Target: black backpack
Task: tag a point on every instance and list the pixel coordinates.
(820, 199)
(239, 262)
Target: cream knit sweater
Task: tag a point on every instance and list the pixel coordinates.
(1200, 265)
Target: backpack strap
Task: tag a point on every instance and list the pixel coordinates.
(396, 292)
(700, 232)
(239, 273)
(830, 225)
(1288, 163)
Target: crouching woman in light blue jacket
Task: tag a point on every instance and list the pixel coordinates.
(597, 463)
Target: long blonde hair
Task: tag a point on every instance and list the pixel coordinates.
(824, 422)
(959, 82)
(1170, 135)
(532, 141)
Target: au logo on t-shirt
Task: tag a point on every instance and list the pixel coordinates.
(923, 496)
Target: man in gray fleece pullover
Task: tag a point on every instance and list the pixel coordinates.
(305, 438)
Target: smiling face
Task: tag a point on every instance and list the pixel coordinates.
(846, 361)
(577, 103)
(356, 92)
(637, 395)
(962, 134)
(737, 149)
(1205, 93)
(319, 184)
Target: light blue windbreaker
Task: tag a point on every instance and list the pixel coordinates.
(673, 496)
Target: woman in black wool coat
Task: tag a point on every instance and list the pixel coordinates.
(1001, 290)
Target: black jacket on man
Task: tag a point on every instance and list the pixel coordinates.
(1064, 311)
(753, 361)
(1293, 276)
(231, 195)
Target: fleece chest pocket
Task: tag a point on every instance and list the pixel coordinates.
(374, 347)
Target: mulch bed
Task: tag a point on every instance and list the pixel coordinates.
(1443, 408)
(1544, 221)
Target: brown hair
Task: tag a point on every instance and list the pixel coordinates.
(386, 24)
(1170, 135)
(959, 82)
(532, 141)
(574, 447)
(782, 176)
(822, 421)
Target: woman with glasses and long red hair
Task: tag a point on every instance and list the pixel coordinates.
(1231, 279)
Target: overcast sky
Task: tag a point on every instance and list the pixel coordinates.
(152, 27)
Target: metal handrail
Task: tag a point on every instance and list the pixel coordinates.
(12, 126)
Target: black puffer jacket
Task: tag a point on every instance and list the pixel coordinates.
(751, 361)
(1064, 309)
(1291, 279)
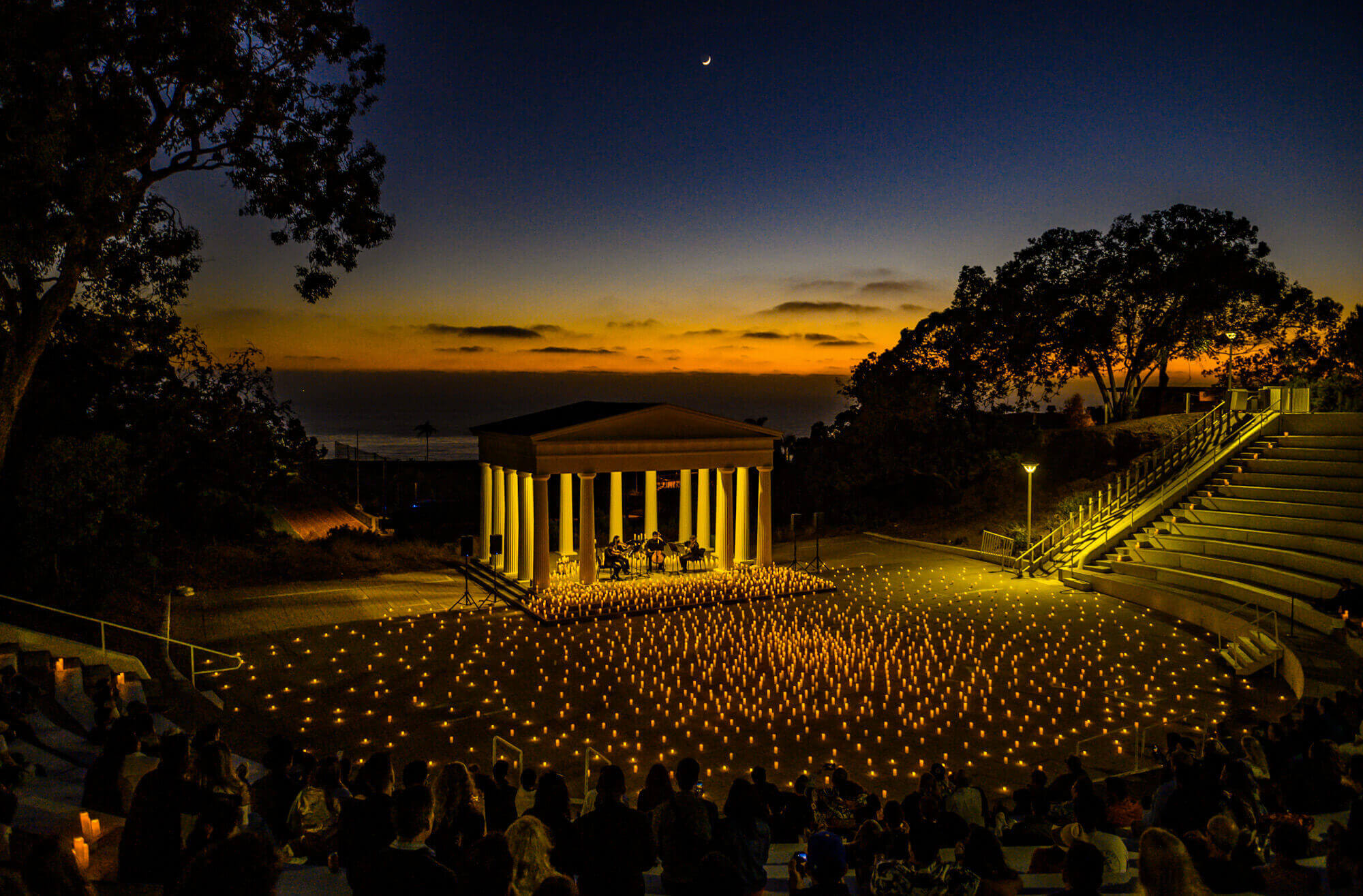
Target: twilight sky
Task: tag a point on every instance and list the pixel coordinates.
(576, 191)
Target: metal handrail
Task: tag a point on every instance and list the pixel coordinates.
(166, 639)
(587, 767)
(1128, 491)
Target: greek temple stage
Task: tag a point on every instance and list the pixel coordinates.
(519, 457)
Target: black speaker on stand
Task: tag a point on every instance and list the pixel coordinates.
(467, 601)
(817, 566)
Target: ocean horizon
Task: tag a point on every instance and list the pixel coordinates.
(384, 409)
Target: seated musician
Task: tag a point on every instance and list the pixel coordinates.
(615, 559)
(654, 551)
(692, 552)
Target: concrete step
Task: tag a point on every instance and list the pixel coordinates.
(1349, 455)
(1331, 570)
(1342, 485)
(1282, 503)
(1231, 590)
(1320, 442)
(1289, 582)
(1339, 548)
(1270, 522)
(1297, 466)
--
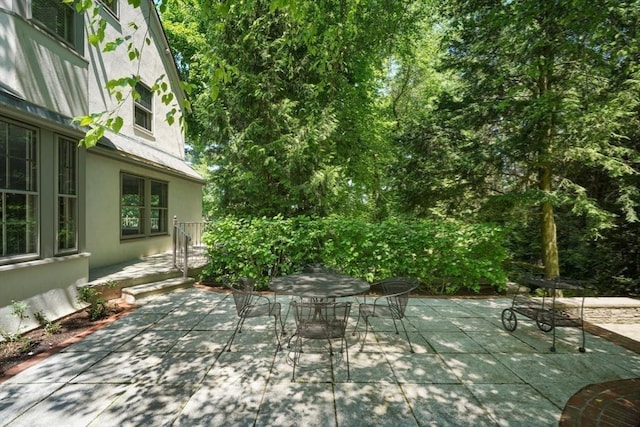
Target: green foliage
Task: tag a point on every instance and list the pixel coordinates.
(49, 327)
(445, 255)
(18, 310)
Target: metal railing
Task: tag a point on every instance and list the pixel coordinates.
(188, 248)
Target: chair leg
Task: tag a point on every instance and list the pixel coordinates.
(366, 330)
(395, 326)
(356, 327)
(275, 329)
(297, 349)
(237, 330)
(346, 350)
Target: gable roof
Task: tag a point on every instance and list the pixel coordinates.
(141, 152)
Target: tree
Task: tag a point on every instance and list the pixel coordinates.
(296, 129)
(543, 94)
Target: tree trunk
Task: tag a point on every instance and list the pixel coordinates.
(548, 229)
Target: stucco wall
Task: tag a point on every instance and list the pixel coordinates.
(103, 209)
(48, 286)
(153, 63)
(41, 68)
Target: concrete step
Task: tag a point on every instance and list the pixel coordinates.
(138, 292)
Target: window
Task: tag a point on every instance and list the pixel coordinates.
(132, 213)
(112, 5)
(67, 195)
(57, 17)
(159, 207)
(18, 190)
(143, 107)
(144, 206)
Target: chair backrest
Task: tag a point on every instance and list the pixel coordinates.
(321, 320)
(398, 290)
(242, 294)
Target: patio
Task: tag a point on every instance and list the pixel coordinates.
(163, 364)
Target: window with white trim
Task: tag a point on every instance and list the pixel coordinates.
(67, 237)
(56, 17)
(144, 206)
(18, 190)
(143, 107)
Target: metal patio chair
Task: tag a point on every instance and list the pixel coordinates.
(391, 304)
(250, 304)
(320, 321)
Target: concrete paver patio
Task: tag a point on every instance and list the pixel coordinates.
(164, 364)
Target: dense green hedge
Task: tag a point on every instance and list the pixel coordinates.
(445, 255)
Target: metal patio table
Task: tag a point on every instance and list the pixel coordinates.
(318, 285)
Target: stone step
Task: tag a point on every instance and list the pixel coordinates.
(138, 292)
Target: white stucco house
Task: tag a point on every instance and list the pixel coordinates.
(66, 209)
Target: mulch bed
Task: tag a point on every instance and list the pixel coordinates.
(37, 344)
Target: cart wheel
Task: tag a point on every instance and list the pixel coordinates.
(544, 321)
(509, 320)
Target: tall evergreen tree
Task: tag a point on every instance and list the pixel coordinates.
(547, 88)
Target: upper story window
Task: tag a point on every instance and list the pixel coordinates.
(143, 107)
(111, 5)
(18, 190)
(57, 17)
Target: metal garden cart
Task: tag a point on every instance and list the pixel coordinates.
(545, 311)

**Work task:** In the entries above, one line contains "Target: backpack strap" and another contains "Target: black puffer jacket". Reproduce exactly those two lines and the lines between them, nothing else.

**Exercise result:**
Target: backpack strap
Task: tag a point on every instance and list the pixel coordinates.
(396, 292)
(700, 232)
(239, 273)
(830, 225)
(1288, 163)
Target: crouching woman in light blue jacket
Task: tag a point on every instance and list the pixel coordinates.
(597, 463)
Target: long blonde hair
Task: tag a point on every instance and list the pixel coordinates.
(824, 422)
(959, 82)
(1170, 135)
(532, 141)
Target: au logo on t-shirt
Task: tag a point on every instance and list the pixel coordinates.
(923, 496)
Target: man in gray fleece pullover
Task: tag a point on every instance and list the pixel coordinates.
(305, 438)
Target: smiling face
Task: tag a point on every instance and list the pixel coordinates.
(846, 361)
(577, 103)
(356, 92)
(637, 395)
(962, 134)
(737, 149)
(1205, 93)
(319, 184)
Target: light blue windbreaker
Task: tag a point on every instance and list the pixel coordinates.
(673, 496)
Target: woman in black wool coat
Task: tag a point on every instance and list the pixel coordinates.
(1001, 290)
Target: black jacket on man
Task: tag a point on every instance and list the pixel coordinates.
(1064, 311)
(753, 361)
(1293, 276)
(231, 195)
Target: fleece chest pocket
Task: tag a point on every instance and list the pixel coordinates.
(374, 347)
Target: mulch bed
Task: tag a point on every instance and list the pixel coordinates.
(1443, 408)
(1544, 221)
Target: brown hair
Task: tag a point on every instance and list the pixel coordinates.
(386, 24)
(1170, 135)
(959, 82)
(532, 141)
(574, 447)
(782, 176)
(822, 421)
Target: woman with glasses and long red hair
Task: tag a point on every instance and list the pixel coordinates.
(1231, 279)
Target: overcast sky
Task: tag a point on every instance and list the pixel coordinates.
(152, 27)
Target: metal handrail
Task: tag a point on every instance and list the pixel coordinates.
(12, 126)
Target: black puffer jacket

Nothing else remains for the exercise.